Saved data entries
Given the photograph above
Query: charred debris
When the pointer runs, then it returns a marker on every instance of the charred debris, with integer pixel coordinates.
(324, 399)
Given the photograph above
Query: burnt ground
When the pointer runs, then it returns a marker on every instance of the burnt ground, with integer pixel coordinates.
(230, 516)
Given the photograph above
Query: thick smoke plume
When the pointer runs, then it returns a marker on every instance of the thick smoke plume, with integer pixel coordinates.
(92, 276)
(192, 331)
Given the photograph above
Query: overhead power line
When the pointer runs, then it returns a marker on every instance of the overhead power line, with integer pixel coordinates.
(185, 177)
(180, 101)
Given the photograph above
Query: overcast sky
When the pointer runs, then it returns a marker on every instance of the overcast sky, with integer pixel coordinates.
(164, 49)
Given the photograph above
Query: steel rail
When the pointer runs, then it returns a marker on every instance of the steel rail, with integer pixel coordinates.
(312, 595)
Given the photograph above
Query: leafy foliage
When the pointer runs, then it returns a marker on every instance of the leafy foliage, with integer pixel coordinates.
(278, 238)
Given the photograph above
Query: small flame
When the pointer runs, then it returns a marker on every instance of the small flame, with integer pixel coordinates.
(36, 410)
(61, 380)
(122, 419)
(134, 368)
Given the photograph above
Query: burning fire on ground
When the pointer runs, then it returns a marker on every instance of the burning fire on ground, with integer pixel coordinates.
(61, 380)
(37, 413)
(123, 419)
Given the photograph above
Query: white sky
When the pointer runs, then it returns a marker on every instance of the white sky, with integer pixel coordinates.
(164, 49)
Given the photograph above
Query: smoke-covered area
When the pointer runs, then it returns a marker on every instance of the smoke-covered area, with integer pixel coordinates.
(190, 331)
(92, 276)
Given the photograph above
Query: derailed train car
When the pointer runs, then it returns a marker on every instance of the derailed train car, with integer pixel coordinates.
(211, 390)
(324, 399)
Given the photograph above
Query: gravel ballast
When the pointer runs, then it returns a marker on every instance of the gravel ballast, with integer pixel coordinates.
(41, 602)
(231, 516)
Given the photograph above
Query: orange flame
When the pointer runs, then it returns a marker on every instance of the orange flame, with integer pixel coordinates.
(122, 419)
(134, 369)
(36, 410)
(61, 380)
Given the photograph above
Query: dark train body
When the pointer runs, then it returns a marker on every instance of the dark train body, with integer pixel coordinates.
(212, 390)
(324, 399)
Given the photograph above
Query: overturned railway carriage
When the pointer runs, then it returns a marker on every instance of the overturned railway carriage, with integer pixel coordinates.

### WHAT TO WORK ON
From the records above, extract every line exactly as it stands.

### EXPECTED ANSWER
Given the photograph above
Query: charred debris
When the pointer runs, then it returns a marker on every instance of the charred debris, with integer pixel coordinates.
(324, 399)
Given the photograph above
Query: burnt ground
When the pointer runs, then it returns a marker on every instance of the burnt ground, with integer pixel coordinates.
(230, 516)
Given the photograph above
Query: thick smoke plume
When the pointer runs, then it returns a marker on every instance of the thick smoke plume, with integer pixel coordinates.
(92, 276)
(192, 331)
Given the photograph above
Query: overhead power line
When the pointer runs, then it returns a marker on every instance of the overhead power line, with integer pixel coordinates.
(185, 177)
(180, 101)
Given the photograph above
Query: overcast sky
When the pointer runs, then it returns a marker on every instance of the overcast sky, with integer pixel coordinates.
(164, 49)
Given the photograph above
Query: steel rail
When the pointer runs, then it returns a marker on every instance of the steel rail, with integer pixel coordinates.
(312, 595)
Given the photograph above
Query: leafy foliage
When the pointer runs, then it returns a marker on every instance of the leafy foliage, with integer pixel coordinates.
(278, 238)
Given the photograph above
Query: small flame
When the pointer runs, then it returns a marker on every instance of the small flame, with integer pixel coordinates.
(36, 410)
(61, 380)
(122, 419)
(134, 368)
Given the photograph above
Query: burning fire on ground
When the pointer runs, then it returns a marker on every instance of the burning fire on ground, with integer pixel coordinates.
(61, 380)
(37, 413)
(123, 419)
Given the photograph above
Query: white sky
When the pointer runs, then it returns a marker on every instance of the white sky, with integer pixel coordinates.
(164, 49)
Given the photograph above
Query: smoke-covered area
When the pointer runs, then it returns a marker on every instance of the smoke-covered area, with integer pixel coordinates.
(190, 331)
(92, 276)
Given the photograph above
Query: derailed train car
When the pointer runs, then it returns a marker on every instance of the derailed train car, with integer pixel coordinates.
(211, 390)
(324, 399)
Given the photograph above
Query: gravel ballast
When the pointer runs, then it returns a marker on every instance of the gravel ballast, with integer pixel coordinates.
(41, 602)
(231, 516)
Given the photograph above
Query: orange flame
When the pointer runs, then it returns a marker on every instance of the orange flame, with integer pixel coordinates.
(122, 419)
(134, 369)
(36, 410)
(61, 380)
Given the photograph above
Query: dark train body
When the pointer runs, then it returns a marker on every instance of the dark train body, with integer pixel coordinates.
(212, 390)
(324, 399)
Given the photograph above
Query: overturned railway carriage
When the pointer runs, then it returns a marker on every instance of the overturned railway carriage, with integer pixel coordinates.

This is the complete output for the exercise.